Directive:
Recast the items in the stretch from the line containing "Game engine object recognition — detect parked scooter" through the line containing "133, 383, 434, 576" as a two-column CSV with the headers text and answer, one row per item. Put each item's text and its answer in a quoted field of its own, with line breaks turned into spaces.

==== Supplied material

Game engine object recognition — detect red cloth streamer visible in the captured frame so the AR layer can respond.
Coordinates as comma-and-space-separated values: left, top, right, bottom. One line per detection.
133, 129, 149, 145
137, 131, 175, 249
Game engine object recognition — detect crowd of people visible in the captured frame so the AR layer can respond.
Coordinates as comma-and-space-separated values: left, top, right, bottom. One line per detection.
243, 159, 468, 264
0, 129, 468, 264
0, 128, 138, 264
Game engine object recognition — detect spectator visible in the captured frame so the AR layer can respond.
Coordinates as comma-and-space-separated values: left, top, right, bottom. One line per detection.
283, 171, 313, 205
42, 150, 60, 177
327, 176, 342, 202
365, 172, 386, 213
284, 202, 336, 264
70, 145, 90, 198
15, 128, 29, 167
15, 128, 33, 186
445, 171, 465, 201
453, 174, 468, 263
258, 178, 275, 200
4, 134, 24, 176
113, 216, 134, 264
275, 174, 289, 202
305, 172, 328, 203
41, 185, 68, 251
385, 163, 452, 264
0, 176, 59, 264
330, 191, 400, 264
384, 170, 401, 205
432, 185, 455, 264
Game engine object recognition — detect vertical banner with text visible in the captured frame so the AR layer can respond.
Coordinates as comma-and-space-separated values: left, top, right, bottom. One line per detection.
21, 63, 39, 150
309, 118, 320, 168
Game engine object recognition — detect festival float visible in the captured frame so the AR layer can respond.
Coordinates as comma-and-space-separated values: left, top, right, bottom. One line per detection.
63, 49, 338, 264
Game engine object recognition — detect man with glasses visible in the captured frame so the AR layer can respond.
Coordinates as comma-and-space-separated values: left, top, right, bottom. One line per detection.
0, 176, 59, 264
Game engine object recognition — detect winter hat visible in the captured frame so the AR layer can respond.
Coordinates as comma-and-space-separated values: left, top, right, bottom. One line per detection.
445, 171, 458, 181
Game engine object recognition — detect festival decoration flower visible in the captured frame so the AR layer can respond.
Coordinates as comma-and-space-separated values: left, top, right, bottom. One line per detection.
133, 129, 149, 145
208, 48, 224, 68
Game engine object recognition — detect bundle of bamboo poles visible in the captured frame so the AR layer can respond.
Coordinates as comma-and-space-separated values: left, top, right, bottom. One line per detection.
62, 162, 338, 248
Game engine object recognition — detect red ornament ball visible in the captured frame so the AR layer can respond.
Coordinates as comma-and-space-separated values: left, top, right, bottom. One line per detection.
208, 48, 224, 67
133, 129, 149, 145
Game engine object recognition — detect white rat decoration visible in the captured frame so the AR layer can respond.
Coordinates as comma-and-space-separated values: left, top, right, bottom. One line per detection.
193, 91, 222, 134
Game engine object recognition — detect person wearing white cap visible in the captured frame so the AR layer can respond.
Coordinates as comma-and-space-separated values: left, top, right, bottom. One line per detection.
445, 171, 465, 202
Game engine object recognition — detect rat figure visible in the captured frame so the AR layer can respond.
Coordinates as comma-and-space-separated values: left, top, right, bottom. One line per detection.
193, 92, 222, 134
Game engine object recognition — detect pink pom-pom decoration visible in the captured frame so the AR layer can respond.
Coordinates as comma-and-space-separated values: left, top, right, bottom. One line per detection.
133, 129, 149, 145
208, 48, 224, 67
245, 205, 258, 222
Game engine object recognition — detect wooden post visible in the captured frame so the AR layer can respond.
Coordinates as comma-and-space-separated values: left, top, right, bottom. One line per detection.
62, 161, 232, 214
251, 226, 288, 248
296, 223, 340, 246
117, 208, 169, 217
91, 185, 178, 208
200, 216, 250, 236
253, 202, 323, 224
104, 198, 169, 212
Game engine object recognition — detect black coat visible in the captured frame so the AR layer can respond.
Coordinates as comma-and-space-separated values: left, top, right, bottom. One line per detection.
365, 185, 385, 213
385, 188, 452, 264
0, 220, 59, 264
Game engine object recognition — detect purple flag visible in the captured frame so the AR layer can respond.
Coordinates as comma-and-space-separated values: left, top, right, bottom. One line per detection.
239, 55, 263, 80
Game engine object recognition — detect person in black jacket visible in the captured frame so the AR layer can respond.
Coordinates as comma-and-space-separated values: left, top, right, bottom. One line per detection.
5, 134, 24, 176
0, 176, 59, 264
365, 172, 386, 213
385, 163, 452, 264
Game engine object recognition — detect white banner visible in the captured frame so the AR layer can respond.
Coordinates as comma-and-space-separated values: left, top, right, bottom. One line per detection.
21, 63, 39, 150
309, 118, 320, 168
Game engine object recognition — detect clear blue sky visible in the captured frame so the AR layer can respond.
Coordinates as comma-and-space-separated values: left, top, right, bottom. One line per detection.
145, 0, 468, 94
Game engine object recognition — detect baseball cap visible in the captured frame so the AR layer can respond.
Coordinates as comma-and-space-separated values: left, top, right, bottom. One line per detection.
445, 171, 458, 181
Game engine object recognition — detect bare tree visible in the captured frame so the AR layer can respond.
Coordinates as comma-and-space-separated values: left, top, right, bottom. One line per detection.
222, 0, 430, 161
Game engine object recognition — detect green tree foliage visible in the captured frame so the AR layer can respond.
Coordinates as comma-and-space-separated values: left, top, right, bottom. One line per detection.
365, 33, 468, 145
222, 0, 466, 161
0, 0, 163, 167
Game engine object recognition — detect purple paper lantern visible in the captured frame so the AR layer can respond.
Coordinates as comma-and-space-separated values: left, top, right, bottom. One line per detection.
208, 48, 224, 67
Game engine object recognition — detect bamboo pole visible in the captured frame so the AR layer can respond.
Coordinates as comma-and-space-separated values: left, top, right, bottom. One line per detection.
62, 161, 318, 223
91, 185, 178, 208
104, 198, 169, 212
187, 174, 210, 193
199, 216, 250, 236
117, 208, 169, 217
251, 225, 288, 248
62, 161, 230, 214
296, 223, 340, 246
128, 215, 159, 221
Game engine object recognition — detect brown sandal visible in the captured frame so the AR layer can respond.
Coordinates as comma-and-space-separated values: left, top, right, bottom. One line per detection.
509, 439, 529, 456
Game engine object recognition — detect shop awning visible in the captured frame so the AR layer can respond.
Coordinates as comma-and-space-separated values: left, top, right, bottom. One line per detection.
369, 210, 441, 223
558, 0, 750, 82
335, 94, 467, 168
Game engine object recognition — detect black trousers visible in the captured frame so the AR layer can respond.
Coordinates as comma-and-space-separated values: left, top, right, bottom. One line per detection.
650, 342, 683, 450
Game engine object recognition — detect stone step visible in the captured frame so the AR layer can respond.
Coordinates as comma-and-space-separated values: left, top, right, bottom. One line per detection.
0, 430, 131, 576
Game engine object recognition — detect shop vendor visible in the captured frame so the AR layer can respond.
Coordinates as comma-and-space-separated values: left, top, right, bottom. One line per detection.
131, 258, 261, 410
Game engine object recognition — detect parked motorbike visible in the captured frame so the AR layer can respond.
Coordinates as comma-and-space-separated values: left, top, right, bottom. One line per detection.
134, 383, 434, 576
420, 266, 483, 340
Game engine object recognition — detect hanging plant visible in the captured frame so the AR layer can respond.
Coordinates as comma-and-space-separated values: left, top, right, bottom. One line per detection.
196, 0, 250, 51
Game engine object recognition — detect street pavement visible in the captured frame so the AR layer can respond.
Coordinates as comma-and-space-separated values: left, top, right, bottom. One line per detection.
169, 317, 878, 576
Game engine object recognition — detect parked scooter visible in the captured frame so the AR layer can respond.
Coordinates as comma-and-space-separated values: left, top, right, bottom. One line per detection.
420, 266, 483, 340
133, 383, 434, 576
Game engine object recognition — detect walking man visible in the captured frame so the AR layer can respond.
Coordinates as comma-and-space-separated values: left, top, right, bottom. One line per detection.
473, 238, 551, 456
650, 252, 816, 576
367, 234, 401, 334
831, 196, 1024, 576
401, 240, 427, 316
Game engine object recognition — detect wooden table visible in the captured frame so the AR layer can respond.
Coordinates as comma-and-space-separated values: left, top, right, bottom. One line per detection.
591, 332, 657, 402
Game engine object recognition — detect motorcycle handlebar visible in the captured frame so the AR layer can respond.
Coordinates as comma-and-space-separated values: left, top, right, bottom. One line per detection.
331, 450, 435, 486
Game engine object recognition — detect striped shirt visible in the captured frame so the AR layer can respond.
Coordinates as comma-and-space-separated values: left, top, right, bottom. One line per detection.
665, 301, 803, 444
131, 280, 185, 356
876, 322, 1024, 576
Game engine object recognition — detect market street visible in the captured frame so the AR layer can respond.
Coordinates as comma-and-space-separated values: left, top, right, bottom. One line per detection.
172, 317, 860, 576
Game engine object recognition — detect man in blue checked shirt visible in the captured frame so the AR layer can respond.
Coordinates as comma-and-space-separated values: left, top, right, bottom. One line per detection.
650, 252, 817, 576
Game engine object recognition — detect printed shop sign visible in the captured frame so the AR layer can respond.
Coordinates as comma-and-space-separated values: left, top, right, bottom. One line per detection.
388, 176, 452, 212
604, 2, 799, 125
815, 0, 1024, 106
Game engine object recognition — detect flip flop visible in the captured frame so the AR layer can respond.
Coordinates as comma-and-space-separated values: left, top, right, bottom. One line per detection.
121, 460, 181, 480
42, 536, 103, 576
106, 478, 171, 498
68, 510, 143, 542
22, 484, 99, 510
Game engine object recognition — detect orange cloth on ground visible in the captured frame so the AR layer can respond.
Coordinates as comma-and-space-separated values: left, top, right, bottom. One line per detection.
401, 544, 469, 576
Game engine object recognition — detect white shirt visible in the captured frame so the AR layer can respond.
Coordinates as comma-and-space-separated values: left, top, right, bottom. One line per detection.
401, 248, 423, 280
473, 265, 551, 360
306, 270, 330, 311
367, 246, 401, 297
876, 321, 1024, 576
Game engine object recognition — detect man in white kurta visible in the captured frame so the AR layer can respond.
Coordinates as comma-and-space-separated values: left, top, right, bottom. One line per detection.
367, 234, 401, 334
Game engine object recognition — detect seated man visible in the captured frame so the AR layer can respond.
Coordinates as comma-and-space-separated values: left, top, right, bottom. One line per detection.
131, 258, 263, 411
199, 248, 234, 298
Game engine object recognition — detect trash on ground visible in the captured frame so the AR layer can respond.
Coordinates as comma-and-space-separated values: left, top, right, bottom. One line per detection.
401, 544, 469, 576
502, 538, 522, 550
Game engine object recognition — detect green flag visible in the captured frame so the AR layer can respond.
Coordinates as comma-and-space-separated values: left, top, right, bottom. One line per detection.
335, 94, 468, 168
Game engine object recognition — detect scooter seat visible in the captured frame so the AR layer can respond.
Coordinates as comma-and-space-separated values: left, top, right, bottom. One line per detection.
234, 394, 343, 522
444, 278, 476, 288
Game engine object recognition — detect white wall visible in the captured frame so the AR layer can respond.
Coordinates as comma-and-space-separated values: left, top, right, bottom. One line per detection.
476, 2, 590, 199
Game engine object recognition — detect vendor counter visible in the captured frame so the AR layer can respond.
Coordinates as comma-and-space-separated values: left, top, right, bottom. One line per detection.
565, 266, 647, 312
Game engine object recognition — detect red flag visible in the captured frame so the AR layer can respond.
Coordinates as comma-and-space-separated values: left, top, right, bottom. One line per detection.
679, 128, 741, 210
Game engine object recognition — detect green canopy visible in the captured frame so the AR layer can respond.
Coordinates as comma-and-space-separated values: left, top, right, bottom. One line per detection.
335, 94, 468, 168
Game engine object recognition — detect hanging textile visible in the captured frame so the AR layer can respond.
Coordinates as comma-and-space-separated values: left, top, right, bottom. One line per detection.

========

The reply:
text,answer
"Game engine object recognition — detect parked scooter visible in the captured frame so the AR layer can respond. Coordinates as comma-and-space-separated values: left, top, right, bottom. One line per detection.","420, 266, 483, 340 133, 383, 434, 576"